* WHAT NEEDS TO BE DONE:
Reproduce precisely the lines of the listing below, starting with the line that contains "Mark every instance of the black lantern" and stopping after the line that contains "x=683, y=345"; include nothing else.

* DATA RECORDS:
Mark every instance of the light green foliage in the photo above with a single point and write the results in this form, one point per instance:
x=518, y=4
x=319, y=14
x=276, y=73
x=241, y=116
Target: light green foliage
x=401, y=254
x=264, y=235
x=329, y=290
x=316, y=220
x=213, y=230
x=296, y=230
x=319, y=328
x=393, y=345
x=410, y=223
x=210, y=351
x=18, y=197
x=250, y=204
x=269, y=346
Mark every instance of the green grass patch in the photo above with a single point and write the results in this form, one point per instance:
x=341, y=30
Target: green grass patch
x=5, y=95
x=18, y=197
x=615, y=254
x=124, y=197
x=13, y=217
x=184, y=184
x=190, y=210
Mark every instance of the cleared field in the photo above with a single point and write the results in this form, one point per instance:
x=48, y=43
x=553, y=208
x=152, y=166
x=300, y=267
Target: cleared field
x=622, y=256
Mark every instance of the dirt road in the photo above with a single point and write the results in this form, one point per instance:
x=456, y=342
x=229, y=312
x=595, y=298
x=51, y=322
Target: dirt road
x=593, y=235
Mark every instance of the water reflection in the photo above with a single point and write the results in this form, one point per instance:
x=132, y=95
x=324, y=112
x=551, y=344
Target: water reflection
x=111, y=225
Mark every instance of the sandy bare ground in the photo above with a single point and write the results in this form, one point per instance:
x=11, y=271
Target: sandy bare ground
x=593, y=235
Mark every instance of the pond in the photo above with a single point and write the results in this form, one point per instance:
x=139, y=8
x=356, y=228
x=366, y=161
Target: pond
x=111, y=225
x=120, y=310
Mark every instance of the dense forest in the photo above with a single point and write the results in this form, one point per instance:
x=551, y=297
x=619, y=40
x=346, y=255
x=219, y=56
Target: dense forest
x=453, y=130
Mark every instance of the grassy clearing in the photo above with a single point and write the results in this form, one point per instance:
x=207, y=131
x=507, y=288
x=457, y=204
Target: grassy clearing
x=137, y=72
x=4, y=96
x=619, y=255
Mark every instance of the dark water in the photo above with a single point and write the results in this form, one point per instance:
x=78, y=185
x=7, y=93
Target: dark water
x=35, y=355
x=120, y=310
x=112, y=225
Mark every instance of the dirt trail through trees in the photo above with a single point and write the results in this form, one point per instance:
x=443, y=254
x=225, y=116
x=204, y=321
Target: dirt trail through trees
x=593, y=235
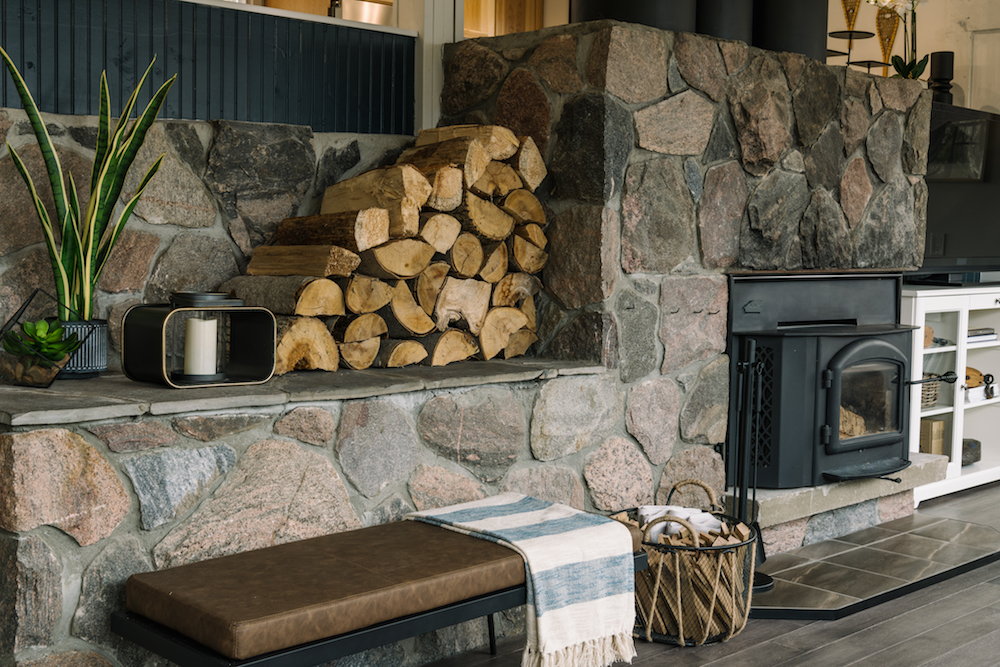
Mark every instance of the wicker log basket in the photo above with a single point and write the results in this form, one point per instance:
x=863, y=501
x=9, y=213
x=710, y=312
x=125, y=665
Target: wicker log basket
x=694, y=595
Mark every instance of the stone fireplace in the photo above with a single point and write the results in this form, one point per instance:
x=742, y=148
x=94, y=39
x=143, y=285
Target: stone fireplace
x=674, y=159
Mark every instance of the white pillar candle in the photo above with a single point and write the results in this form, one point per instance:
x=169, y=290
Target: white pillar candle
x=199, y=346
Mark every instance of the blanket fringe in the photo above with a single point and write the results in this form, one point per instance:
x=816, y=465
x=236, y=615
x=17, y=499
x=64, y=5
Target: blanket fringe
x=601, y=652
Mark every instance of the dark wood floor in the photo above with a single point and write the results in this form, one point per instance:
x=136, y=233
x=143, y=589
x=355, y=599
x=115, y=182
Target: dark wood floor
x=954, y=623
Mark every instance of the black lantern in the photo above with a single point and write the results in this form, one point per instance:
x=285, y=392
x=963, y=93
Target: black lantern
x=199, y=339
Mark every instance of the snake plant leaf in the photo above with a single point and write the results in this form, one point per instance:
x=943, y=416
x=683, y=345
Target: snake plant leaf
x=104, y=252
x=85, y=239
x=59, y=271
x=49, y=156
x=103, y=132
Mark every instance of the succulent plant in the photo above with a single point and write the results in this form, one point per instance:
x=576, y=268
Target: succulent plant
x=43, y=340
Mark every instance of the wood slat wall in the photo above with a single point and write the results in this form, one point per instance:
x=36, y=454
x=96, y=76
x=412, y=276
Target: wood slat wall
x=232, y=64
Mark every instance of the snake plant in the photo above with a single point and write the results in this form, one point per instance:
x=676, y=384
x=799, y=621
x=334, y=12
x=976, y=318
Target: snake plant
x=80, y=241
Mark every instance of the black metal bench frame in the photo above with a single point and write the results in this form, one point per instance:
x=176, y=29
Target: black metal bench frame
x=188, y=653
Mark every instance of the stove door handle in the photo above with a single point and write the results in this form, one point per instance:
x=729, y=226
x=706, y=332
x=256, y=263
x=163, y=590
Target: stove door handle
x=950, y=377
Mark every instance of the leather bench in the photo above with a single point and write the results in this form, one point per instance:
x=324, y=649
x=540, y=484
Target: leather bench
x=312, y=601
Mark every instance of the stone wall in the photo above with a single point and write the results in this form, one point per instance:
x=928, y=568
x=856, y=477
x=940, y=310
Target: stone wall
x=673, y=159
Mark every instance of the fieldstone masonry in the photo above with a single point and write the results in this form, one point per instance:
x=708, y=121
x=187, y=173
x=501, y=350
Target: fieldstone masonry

---

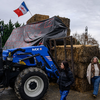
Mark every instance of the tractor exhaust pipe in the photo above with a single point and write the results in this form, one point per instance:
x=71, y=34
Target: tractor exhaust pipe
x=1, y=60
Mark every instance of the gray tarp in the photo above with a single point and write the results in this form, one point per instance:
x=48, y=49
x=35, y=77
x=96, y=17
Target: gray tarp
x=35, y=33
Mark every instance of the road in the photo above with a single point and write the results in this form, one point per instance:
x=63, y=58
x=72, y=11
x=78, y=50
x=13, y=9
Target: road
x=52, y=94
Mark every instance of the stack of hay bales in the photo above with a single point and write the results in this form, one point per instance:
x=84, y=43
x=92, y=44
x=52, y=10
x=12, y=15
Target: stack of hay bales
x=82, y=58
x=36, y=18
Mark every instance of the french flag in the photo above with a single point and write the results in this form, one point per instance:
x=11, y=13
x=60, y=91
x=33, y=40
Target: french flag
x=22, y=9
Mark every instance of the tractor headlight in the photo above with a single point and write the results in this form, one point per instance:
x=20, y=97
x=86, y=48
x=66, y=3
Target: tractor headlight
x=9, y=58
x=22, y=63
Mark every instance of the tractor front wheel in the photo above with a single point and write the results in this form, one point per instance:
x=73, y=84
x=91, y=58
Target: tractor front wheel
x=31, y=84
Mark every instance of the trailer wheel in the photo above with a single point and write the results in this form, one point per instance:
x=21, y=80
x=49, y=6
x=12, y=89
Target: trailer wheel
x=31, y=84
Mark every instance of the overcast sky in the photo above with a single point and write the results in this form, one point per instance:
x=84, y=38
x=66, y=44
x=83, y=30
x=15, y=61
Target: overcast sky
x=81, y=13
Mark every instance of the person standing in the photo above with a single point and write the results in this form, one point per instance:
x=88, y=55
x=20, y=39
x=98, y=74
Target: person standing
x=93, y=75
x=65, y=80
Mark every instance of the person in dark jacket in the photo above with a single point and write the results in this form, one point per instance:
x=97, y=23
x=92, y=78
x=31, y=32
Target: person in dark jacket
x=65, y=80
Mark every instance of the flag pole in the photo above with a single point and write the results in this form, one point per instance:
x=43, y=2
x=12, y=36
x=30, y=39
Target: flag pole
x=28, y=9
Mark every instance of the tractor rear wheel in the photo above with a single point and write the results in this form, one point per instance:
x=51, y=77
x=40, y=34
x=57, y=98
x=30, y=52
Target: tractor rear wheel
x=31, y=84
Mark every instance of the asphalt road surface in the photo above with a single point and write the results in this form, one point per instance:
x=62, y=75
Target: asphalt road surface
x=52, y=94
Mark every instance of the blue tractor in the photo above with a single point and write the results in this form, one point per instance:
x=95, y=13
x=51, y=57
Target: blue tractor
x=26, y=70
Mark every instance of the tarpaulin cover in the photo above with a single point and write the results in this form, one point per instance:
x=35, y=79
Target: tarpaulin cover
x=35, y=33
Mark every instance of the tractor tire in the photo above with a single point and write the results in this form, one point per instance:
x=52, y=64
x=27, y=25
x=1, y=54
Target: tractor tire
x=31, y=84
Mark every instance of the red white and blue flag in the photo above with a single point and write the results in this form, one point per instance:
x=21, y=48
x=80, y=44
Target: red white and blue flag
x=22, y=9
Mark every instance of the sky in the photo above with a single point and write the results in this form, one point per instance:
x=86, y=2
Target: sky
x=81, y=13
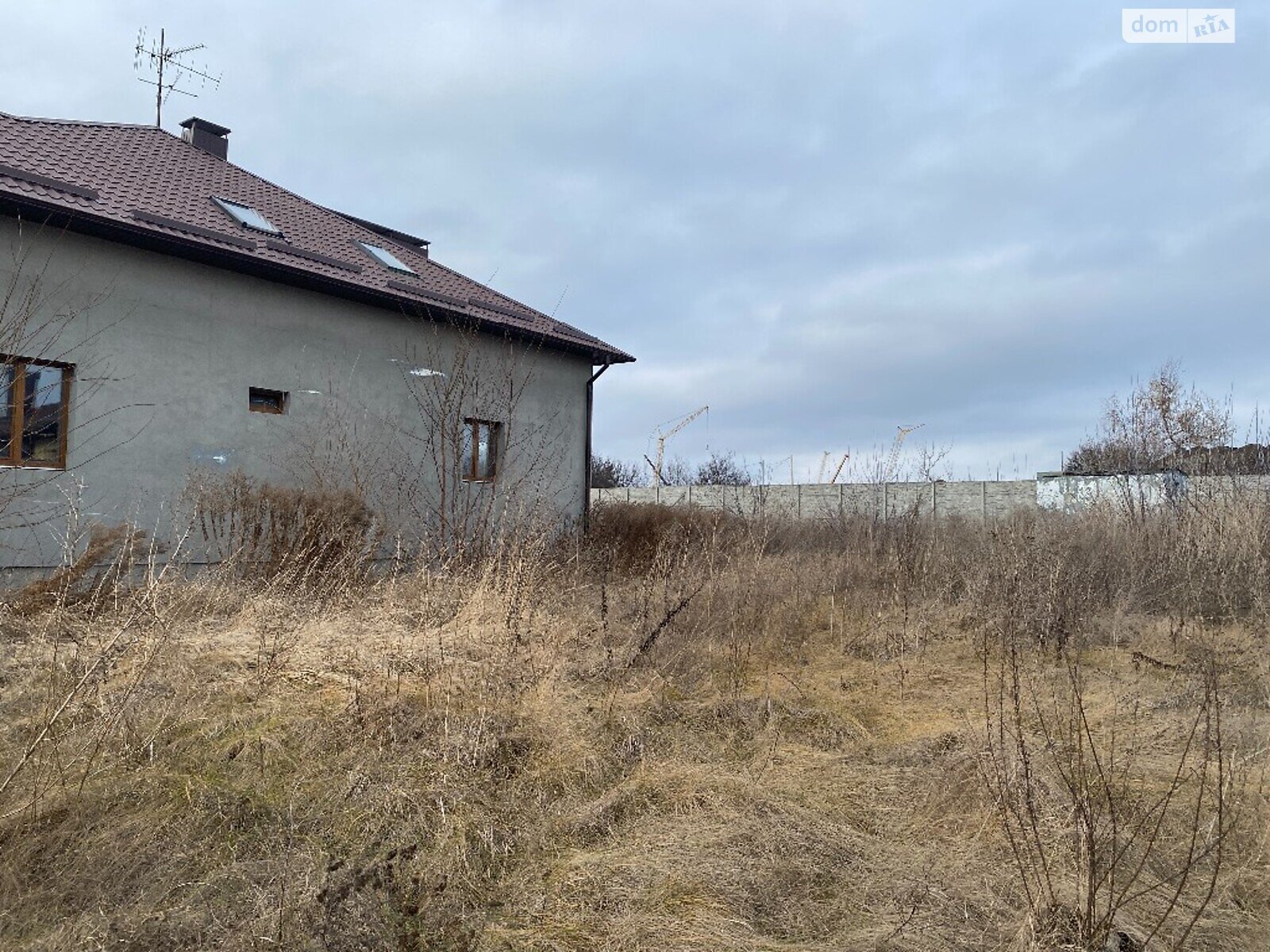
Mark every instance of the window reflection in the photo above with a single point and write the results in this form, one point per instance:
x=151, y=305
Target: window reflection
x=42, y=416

* TASK RESULT:
Mark every instance of the black lantern in the photo above with a single point and write the results in this form, one point per instance:
x=285, y=392
x=963, y=93
Target: black lantern
x=199, y=339
Mark every instance of the snake plant leaf in the photo above with a single point and write the results in this form, one point per instance:
x=943, y=416
x=683, y=345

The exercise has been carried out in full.